*** Opening of Task data ***
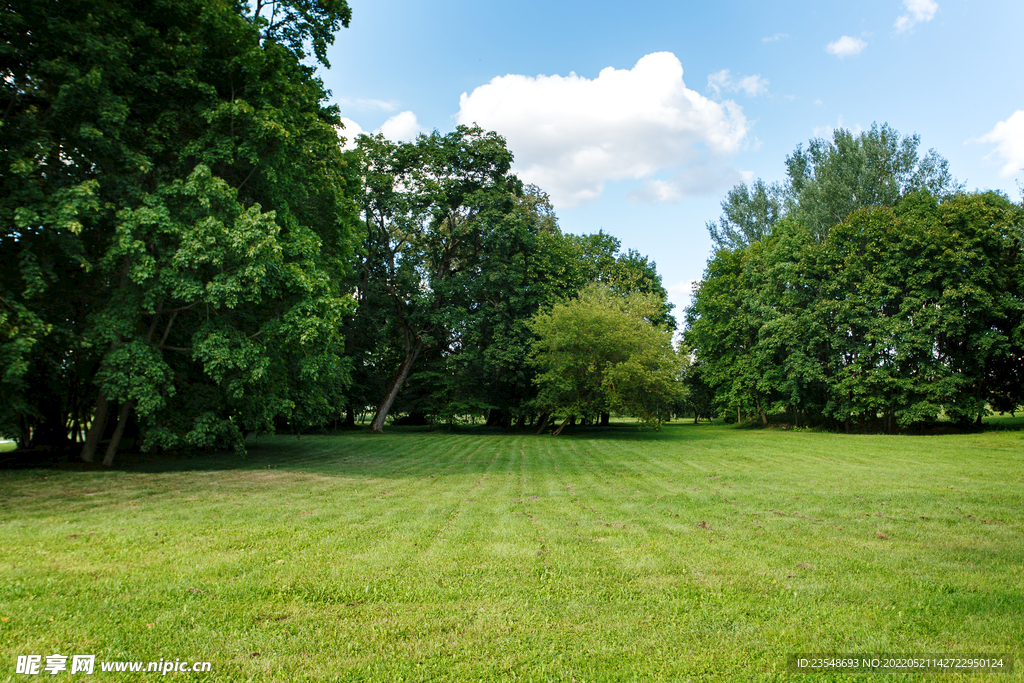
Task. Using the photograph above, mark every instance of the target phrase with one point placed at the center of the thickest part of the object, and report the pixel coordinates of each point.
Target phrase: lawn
(694, 553)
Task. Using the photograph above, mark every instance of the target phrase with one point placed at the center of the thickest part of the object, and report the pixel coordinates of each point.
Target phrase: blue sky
(647, 153)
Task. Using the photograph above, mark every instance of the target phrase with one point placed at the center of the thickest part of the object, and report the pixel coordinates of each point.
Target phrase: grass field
(694, 553)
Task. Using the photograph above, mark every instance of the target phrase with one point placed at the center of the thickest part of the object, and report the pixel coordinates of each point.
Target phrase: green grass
(694, 553)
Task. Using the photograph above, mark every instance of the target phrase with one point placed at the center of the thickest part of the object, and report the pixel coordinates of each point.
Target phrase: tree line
(189, 257)
(868, 292)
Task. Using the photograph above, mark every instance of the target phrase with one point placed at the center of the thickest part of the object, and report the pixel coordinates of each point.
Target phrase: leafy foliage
(604, 351)
(176, 225)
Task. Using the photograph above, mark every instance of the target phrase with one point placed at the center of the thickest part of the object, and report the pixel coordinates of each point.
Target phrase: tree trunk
(377, 426)
(112, 450)
(95, 429)
(562, 426)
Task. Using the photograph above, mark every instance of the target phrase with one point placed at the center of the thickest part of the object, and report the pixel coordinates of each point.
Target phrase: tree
(604, 351)
(748, 214)
(833, 178)
(426, 205)
(176, 224)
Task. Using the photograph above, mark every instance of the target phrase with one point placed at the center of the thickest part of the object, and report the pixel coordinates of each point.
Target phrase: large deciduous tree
(604, 351)
(175, 221)
(427, 206)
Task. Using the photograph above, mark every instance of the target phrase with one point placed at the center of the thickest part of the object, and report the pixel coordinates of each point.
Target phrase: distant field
(694, 553)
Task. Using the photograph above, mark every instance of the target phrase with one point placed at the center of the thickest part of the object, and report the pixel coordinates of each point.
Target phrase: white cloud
(401, 127)
(752, 85)
(349, 132)
(680, 295)
(571, 134)
(380, 104)
(918, 10)
(699, 178)
(1009, 137)
(828, 132)
(846, 46)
*** Close of Task data ***
Pictures should be skipped, and the records retyped word for word.

## Response box
Task. Using the photograph above, mark every instance of the target phrase with one point placed at the center of the thickest part of the object, and report the pixel coordinates of each point.
Target phrase: lawn
(694, 553)
Task. Using the photograph above, mark every instance of the target phrase with one point placed at the center of the thickest part of the object, and report the pixel coordinates of each point.
Target phrase: blue sky
(647, 153)
Task. Using the photograph above, mark every instance of the target phrase with one point placed at the center of the thickest part of the object, and report the pixel coordinates of each point.
Target phrase: grass field
(694, 553)
Task. Using the photograph above, mark every instance of the target phrase with one point placed at the center of the thickest part of the object, and report the pixel coordinates of each point.
Target phrase: green grass
(694, 553)
Task. Using the photograph above, mark every instance of the target phrase with one point placed at the center of the thickest part of the object, and report the pixel coordinates of each point.
Target phrase: tree line
(189, 257)
(868, 292)
Task. Using the photograph above, mark every instance of the target phrase with one point placed at the center of the thickest part of the object, and report the pixel coordinates of each point.
Target phrase: leafy foliage
(604, 351)
(176, 225)
Task. Using the photograph above, mark every instance of the target phrase with one point placed at the center of the thickest part of the object, and report the pixel coordinates of each point.
Target phrase: tree trunk
(377, 426)
(112, 450)
(95, 429)
(562, 426)
Task. Using the photograph above, mark every instance of the target phrase with one point placed at the center of the thickest part of the object, and report the pixel coordinates of each point.
Target phrase: tree
(604, 351)
(748, 214)
(833, 178)
(426, 205)
(176, 224)
Task. Using the photograph above, mark every instance of the target phrase with one point placed at the center of the thickest part of the object, and report the pixel coordinates of each point.
Target phrase: large deciduous tree
(604, 351)
(175, 221)
(427, 206)
Task. Using the photograph above, mark every instance of the target phrase with one point placed at the center of the thickest part of the object, and report the pixel coordinates of each point.
Target phrase: distant field
(694, 553)
Task. Using the photograph above, mark every instance of the target phrase with one point placed at the center of the thickest part of the object, and report the pixel coordinates of each point.
Target phrase: white cloud
(401, 127)
(752, 85)
(349, 132)
(680, 295)
(571, 134)
(380, 104)
(918, 10)
(699, 178)
(1009, 137)
(828, 132)
(846, 46)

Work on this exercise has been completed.